**작업 지시사항**
아래 YOLO 글에서 "YOLO - object"부터 "프로그램을 짜드리면 된다."까지 전부 다시 쓰되, "Machine Learning"을 "Deep Learning"으로 바꿔 주세요.

**페이지 본문**
##############################

YOLO - object detection model

Jiyoon·2022년 2월 28일

Machine Learning

목록 보기

1/2

너무 운이 좋게 인생 처음으로 교내 외주를 맡게 되었다.
아직 확실하게 어떤 일을 해야한다 정해진 것은 없고, 큰 범주(머신러닝 - 이미지 분류 분야)내에서 교수님이 그때그때에 필요하신 프로그램을 짜드리면 된다.
원래부터도 머신러닝을 꼭 한번 공부해보고 싶었는데 이런식으로 커리어를 쌓으며 공부할 수 있는 기회가 찾아와서 너무 기쁘다ㅎㅎ
일단 사수분(원래 일을 맡으시던 분)이 yolo-object detection에 대해 알아보라고 하셔서 외국 블로그와 영상을 보며 정리했다

YOLO(You Only Look Once) - 딥러닝 알고리즘

이전의 딥러닝 알고리즘과는 비교도 안되게 빨라서 굉장히 유명함

이 알고리즘을 실행시키기 위해 세 가지 딥러닝 프레임워크가 필요함

Darknet: yolo에서 만든 프레임워크

굉장히 빠르고 CPU, GPU와 같이 돌아갈 수 있다.
리눅스에서만 돌아간다

Darkflow: Darknet이 Tensorflow에 적응한 버전.

빠르고 CPU, GPU 사용 가능, 운영체제 상관없음
설치하기 굉장히 까다로움

Opencv:

opencv외에 설치할 것들이 없음
CPU 하고만 돌아가서 비디오를 실시간으로 프로세싱하긴 어렵다

알고리즘을 사용하기 위해서는 세 가지 파일이 필요함

Weight file: 훈련된 모델이다, 물체를 발견해내기 위한 알고리즘의 코어.

Cfg file: 알고리즘의 환경설정을 할 수 있는 파일

Name files: 알고리즘이 찾을 수 있는 이름들이 들어있는 파일

코드 설명

yolo 로드하기

# Load Yolo
net = cv2.dnn.readNet("yolov3.weights", "yolov3.cfg")
classes = []
with open("coco.names", "r") as f:
    classes = [line.strip() for line in f.readlines()]
layer_names = net.getLayerNames()
output_layers = [layer_names[i - 1] for i in net.getUnconnectedOutLayers()]
colors = np.random.uniform(0, 255, size=(len(classes), 3))

물체를 찾아내고 싶어하는 이미지 로드, 이미지의 높이와 너비 받기

# Loading image
img = cv2.imread("room_ser.jpg")
img = cv2.resize(img, None, fx=0.4, fy=0.4)

##############################

**수집 자료**
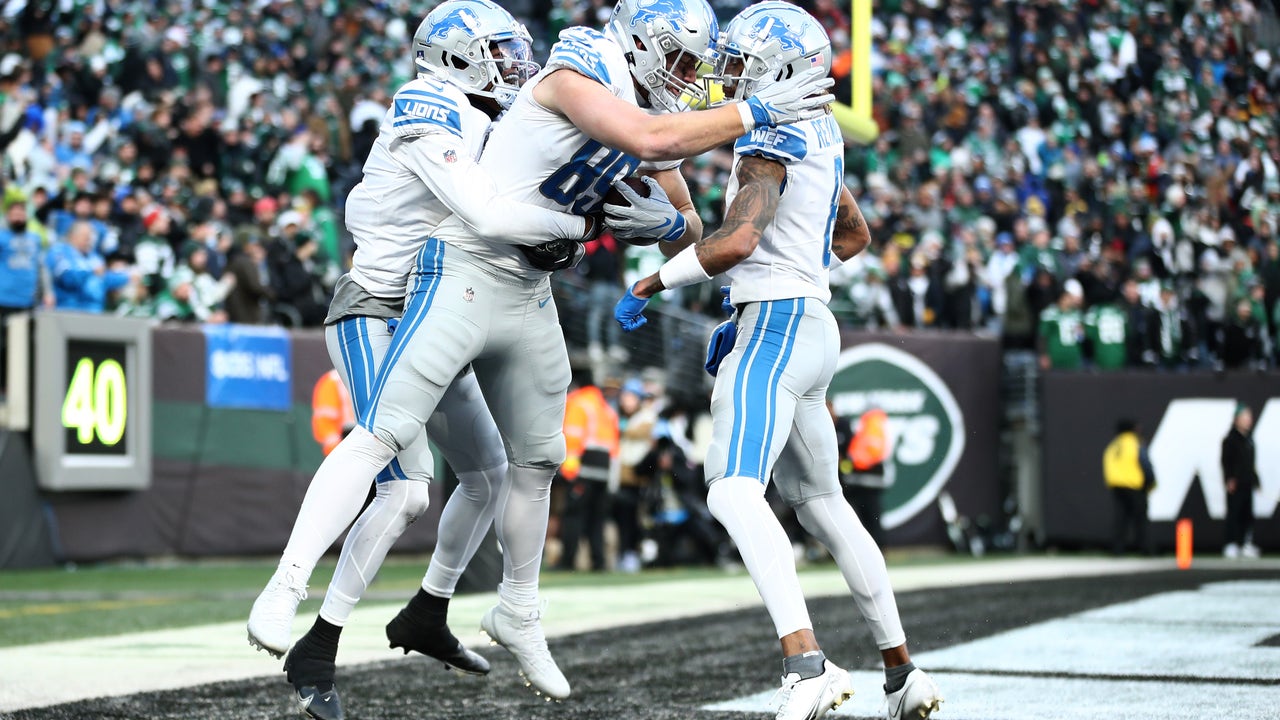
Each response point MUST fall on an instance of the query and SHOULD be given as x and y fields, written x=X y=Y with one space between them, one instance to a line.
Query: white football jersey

##############################

**전체 답변**
YOLO - object detection model

Jiyoon·2022년 2월 28일

Deep Learning

목록 보기

1/2

너무 운이 좋게 인생 처음으로 교내 외주를 맡게 되었다.
아직 확실하게 어떤 일을 해야한다 정해진 것은 없고, 큰 범주(머신러닝 - 이미지 분류 분야)내에서 교수님이 그때그때에 필요하신 프로그램을 짜드리면 된다.